### What is expected
Reproduce all of the data word for word.
### Dataset ###
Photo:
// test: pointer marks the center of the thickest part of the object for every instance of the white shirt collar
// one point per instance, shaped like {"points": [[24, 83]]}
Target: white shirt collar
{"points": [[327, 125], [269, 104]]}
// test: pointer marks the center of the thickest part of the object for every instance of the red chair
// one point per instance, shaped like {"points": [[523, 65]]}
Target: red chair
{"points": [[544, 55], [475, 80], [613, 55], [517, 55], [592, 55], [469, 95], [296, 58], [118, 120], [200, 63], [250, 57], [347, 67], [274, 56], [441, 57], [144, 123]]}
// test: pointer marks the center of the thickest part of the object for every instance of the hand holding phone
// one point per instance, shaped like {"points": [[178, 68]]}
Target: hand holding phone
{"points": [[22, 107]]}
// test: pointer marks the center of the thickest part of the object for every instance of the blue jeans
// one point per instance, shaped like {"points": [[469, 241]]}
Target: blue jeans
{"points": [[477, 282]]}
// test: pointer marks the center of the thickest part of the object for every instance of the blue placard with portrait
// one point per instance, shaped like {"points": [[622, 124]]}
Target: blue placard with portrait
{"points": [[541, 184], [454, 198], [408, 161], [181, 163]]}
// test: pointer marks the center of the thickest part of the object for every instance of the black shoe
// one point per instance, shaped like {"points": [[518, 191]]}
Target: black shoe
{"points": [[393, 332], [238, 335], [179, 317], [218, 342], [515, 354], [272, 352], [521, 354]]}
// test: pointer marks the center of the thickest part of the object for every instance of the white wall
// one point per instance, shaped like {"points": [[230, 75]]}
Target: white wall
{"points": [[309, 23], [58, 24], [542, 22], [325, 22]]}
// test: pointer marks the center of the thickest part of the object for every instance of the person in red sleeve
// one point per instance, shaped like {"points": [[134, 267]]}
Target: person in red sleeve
###
### Answer for the task
Photo:
// test: pointer marks the center of the thickest part of the object for every instance of the white shirt collar
// one point per instance, shaped like {"points": [[24, 83]]}
Target: white shirt collar
{"points": [[327, 125], [269, 104]]}
// test: pointer marks the center of the thickest part of the object for every instance of the red chair
// one point per instance, shaped like {"points": [[523, 65]]}
Target: red chair
{"points": [[544, 55], [475, 80], [613, 55], [517, 55], [592, 55], [469, 95], [296, 58], [118, 120], [200, 63], [250, 57], [347, 67], [274, 56], [441, 57], [144, 123]]}
// test: pointer marks the center of the thickest part of the object for every instance of the hand holding phone
// one point per instance, shaped like {"points": [[178, 68]]}
Target: hand holding phone
{"points": [[22, 107]]}
// test: pointer marks the center of the thickest part of the object for every instance of the blue jeans
// one point per instance, shaped like {"points": [[469, 241]]}
Target: blue jeans
{"points": [[477, 282]]}
// test: pointer marks the center of the thickest part of the object for every instance of the blue placard with portrait
// one point per instance, shaped like {"points": [[622, 124]]}
Target: blue placard with portrait
{"points": [[541, 184], [454, 198], [408, 161], [181, 163]]}
// test: pointer marks the center of the thickest part of the object for every instance of the black shoe
// one point per instance, shaped like {"points": [[518, 191]]}
Target: black shoe
{"points": [[393, 332], [238, 335], [179, 317], [218, 342], [515, 354], [272, 352], [521, 354]]}
// test: pointer marks the center of the thickest part of the object for every instance of the white wall
// one point per instance, shaped like {"points": [[230, 75]]}
Target: white wall
{"points": [[309, 23], [58, 24], [542, 22], [325, 22]]}
// test: pointer marks the center of the thickest part of the object for every instance of the person in red sleeve
// one point per instance, shaped like {"points": [[134, 267]]}
Target: person in red sleeve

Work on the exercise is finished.